___ DATA TO PROCESS ___

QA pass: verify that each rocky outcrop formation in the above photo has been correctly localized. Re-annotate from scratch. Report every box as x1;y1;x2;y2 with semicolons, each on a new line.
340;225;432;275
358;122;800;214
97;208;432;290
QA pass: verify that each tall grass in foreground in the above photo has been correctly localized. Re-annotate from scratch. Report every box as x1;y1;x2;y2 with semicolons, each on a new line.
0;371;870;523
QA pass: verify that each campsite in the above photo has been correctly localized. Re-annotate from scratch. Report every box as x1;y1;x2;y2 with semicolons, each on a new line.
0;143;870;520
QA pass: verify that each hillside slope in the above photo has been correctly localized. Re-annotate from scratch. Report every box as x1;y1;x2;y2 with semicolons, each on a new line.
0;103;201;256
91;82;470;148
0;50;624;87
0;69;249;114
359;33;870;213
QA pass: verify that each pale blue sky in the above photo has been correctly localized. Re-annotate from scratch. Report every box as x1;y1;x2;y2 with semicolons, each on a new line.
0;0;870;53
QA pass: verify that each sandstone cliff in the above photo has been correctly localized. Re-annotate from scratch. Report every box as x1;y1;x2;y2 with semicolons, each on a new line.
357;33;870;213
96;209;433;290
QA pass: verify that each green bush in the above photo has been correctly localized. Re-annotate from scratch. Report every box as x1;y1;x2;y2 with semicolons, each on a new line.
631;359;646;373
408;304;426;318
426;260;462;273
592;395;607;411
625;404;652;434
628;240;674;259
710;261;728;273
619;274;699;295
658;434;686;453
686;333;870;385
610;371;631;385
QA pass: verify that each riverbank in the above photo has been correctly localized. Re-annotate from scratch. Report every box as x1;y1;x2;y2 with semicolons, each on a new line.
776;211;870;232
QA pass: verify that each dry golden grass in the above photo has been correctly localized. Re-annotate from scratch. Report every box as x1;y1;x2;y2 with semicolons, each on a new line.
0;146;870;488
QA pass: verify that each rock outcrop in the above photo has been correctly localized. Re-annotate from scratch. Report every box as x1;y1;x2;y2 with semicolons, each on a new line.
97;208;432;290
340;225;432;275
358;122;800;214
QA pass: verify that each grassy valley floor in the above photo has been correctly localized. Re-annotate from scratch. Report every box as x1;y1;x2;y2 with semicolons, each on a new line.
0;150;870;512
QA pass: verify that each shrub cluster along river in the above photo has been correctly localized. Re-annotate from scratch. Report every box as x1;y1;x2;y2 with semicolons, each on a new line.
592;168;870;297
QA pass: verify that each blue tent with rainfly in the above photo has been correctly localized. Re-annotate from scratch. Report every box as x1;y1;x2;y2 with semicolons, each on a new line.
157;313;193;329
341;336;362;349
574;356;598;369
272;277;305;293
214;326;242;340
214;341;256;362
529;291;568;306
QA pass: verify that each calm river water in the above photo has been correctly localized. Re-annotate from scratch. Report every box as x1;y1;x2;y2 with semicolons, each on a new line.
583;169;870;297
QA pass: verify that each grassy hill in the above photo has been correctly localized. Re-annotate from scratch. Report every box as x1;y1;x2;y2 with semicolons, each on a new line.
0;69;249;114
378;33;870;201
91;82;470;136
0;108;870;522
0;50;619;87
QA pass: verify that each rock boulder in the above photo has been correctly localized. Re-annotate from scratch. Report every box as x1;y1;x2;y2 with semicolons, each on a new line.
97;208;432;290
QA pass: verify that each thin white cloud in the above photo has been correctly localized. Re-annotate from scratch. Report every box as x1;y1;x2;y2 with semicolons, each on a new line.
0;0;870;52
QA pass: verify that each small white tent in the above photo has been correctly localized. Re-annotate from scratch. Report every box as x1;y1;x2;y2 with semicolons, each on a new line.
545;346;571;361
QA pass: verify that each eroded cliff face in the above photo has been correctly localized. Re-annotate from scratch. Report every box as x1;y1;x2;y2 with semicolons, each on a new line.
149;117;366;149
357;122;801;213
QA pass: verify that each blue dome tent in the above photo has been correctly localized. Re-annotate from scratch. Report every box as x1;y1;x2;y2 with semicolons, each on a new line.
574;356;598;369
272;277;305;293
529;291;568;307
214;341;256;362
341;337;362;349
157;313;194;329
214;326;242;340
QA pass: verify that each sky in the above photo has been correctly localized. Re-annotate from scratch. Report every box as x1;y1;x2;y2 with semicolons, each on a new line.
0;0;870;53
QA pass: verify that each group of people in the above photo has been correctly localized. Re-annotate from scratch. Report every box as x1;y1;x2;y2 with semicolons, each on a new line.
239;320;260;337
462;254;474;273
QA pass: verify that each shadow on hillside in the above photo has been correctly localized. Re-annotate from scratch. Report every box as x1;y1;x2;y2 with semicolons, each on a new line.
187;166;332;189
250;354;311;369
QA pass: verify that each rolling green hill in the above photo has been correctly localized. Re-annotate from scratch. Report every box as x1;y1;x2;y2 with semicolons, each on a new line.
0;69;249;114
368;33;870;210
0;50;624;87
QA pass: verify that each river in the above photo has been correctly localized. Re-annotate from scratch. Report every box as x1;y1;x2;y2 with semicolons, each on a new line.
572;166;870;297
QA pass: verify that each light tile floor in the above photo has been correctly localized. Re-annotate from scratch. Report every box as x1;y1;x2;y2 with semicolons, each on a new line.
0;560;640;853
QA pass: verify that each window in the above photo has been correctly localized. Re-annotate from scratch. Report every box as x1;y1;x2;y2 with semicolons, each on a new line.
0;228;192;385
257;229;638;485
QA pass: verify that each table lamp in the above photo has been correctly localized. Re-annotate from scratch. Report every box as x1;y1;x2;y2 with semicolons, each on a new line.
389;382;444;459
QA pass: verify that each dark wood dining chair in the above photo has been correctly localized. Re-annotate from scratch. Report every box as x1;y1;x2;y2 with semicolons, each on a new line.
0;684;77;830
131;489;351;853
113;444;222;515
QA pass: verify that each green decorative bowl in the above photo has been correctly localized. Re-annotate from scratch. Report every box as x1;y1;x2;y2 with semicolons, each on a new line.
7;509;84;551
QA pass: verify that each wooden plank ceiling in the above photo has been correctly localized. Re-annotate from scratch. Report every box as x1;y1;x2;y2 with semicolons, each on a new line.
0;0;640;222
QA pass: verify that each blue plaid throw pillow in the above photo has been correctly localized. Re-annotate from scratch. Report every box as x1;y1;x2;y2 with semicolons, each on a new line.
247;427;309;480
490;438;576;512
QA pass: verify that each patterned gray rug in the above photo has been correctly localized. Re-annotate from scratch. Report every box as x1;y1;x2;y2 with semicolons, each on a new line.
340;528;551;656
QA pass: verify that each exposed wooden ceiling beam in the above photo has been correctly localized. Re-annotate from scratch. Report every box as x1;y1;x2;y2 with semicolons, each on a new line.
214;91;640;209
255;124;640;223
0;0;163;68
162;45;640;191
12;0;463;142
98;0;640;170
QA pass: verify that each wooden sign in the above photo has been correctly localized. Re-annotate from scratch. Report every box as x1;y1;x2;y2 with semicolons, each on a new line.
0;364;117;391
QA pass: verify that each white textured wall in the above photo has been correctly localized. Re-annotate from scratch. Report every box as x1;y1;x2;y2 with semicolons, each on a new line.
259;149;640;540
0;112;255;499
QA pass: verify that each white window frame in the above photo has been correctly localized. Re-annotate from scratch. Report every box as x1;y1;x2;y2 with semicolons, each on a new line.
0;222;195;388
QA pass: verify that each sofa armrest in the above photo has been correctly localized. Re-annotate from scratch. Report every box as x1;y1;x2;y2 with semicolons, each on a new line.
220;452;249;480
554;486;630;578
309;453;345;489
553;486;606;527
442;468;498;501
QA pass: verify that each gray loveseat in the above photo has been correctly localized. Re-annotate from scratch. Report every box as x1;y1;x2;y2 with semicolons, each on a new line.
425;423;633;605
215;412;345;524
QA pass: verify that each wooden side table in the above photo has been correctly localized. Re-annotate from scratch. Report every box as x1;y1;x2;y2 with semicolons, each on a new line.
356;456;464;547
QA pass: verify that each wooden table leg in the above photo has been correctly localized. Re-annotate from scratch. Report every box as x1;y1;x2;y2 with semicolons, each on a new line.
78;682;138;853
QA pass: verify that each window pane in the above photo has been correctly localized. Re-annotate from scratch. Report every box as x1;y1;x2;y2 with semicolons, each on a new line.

___

- AIM OF THE TASK
Please transcribe the entries above word for word, starting at the line containing "QA pass: verify that each group" and ending at the line containing "462;254;474;273", both included.

- FINISHED ANSWER
QA pass: verify that each group of people in the above photo has been correctly localized. Re-annotate from scratch. Report every box as x1;y1;x2;y2 with semicolons, each on a new line.
239;320;260;337
462;254;474;273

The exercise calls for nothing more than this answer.